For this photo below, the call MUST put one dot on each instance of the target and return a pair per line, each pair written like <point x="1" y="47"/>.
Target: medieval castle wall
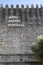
<point x="17" y="40"/>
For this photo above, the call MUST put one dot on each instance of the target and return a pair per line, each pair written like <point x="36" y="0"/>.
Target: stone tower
<point x="18" y="30"/>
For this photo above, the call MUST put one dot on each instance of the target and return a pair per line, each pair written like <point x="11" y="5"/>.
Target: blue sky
<point x="14" y="2"/>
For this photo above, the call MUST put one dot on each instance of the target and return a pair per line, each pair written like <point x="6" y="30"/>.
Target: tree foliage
<point x="37" y="47"/>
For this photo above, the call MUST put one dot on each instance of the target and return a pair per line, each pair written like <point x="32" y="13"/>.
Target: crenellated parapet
<point x="25" y="14"/>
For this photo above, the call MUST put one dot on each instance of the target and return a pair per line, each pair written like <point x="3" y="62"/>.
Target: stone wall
<point x="15" y="41"/>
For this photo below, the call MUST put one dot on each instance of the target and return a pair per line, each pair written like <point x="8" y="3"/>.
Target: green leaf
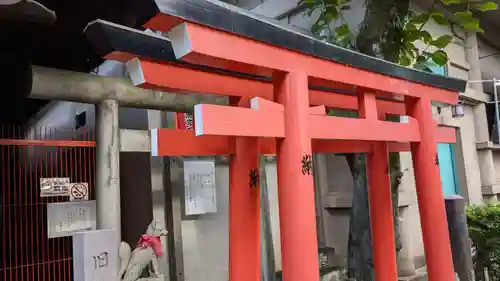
<point x="442" y="41"/>
<point x="450" y="2"/>
<point x="425" y="36"/>
<point x="404" y="61"/>
<point x="415" y="35"/>
<point x="342" y="30"/>
<point x="439" y="57"/>
<point x="472" y="25"/>
<point x="487" y="6"/>
<point x="419" y="19"/>
<point x="439" y="18"/>
<point x="464" y="16"/>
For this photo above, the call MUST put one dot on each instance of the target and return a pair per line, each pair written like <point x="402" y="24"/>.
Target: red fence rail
<point x="26" y="252"/>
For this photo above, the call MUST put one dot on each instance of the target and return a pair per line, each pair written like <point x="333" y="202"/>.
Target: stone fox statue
<point x="145" y="255"/>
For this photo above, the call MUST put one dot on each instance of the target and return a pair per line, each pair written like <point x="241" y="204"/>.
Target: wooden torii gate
<point x="286" y="117"/>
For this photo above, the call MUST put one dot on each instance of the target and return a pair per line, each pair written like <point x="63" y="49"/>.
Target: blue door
<point x="446" y="157"/>
<point x="446" y="152"/>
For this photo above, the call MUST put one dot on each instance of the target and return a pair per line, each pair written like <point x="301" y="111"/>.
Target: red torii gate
<point x="276" y="118"/>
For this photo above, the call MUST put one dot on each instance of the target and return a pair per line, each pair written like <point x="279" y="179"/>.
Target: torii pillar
<point x="299" y="244"/>
<point x="429" y="194"/>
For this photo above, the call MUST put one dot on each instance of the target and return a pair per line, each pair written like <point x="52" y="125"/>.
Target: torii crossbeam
<point x="279" y="84"/>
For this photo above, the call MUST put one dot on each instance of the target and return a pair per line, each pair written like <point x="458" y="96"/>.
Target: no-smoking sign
<point x="79" y="191"/>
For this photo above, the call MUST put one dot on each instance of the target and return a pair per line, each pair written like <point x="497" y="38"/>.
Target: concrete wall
<point x="205" y="239"/>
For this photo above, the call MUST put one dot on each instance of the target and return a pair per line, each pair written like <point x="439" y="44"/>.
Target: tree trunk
<point x="360" y="264"/>
<point x="381" y="17"/>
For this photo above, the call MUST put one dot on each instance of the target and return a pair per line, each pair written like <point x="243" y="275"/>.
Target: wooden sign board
<point x="50" y="187"/>
<point x="199" y="183"/>
<point x="95" y="255"/>
<point x="64" y="219"/>
<point x="79" y="191"/>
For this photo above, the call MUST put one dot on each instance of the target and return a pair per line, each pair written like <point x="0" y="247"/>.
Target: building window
<point x="80" y="120"/>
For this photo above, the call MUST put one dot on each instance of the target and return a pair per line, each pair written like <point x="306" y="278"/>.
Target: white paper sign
<point x="95" y="255"/>
<point x="199" y="183"/>
<point x="54" y="187"/>
<point x="79" y="191"/>
<point x="64" y="219"/>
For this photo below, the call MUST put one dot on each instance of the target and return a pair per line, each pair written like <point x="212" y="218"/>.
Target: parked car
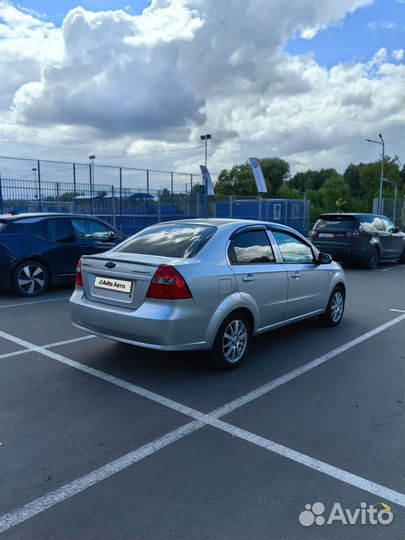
<point x="206" y="284"/>
<point x="361" y="238"/>
<point x="39" y="249"/>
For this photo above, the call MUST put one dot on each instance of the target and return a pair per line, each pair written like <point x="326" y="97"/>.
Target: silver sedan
<point x="206" y="284"/>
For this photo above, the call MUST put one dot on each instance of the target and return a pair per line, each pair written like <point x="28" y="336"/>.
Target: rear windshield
<point x="182" y="240"/>
<point x="336" y="223"/>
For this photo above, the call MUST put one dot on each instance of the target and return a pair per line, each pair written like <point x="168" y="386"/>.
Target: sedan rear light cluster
<point x="168" y="284"/>
<point x="79" y="277"/>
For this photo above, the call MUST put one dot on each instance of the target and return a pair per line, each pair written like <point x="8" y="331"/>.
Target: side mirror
<point x="324" y="258"/>
<point x="71" y="238"/>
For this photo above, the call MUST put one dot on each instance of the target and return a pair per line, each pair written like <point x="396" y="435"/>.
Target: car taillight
<point x="168" y="284"/>
<point x="79" y="277"/>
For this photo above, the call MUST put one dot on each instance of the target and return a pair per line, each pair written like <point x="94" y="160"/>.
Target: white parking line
<point x="48" y="346"/>
<point x="39" y="505"/>
<point x="391" y="268"/>
<point x="19" y="304"/>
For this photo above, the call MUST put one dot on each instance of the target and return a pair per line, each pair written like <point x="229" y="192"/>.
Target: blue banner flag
<point x="258" y="174"/>
<point x="207" y="179"/>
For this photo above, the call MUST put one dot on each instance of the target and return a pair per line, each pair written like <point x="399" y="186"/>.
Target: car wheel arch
<point x="34" y="258"/>
<point x="223" y="311"/>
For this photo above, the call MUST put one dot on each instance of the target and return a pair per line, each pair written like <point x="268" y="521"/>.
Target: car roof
<point x="15" y="217"/>
<point x="226" y="223"/>
<point x="348" y="214"/>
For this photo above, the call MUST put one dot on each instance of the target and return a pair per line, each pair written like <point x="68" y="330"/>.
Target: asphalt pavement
<point x="101" y="440"/>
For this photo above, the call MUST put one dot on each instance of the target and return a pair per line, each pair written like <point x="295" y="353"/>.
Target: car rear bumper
<point x="346" y="253"/>
<point x="163" y="325"/>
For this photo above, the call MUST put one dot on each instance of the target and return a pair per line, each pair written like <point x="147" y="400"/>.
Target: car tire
<point x="335" y="308"/>
<point x="373" y="258"/>
<point x="30" y="278"/>
<point x="231" y="342"/>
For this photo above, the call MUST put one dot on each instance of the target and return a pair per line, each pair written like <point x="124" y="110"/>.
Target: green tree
<point x="352" y="177"/>
<point x="370" y="174"/>
<point x="275" y="172"/>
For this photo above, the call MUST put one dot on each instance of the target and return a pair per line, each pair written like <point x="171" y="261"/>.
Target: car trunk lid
<point x="120" y="279"/>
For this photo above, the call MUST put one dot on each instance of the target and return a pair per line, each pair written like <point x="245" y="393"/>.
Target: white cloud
<point x="111" y="81"/>
<point x="398" y="54"/>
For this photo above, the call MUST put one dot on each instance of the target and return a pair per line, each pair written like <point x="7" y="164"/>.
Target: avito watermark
<point x="367" y="514"/>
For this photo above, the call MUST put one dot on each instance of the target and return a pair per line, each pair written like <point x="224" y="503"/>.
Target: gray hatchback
<point x="362" y="238"/>
<point x="206" y="284"/>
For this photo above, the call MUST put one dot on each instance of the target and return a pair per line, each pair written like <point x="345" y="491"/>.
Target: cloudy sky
<point x="137" y="82"/>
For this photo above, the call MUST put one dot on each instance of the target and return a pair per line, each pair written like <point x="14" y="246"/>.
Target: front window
<point x="175" y="240"/>
<point x="292" y="249"/>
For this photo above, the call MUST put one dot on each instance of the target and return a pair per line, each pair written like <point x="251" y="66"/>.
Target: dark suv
<point x="361" y="238"/>
<point x="39" y="249"/>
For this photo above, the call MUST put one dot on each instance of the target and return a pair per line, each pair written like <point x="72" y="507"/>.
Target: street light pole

_____

● **ACTIVITY**: The result should be every line of the material that contains the word "below", so copy those lines.

● **ANSWER FOR THE TASK**:
For this photo below, the call MUST put one dot on each instance of the target and return a pair per line, each pair written like <point x="1" y="47"/>.
For this photo below, the call MUST put one dot on each instance of the target and return a pair per line, each pair written like <point x="8" y="3"/>.
For this photo below, the call MUST put one dot on each instance of the target and return a pair per line, each pair written like <point x="212" y="218"/>.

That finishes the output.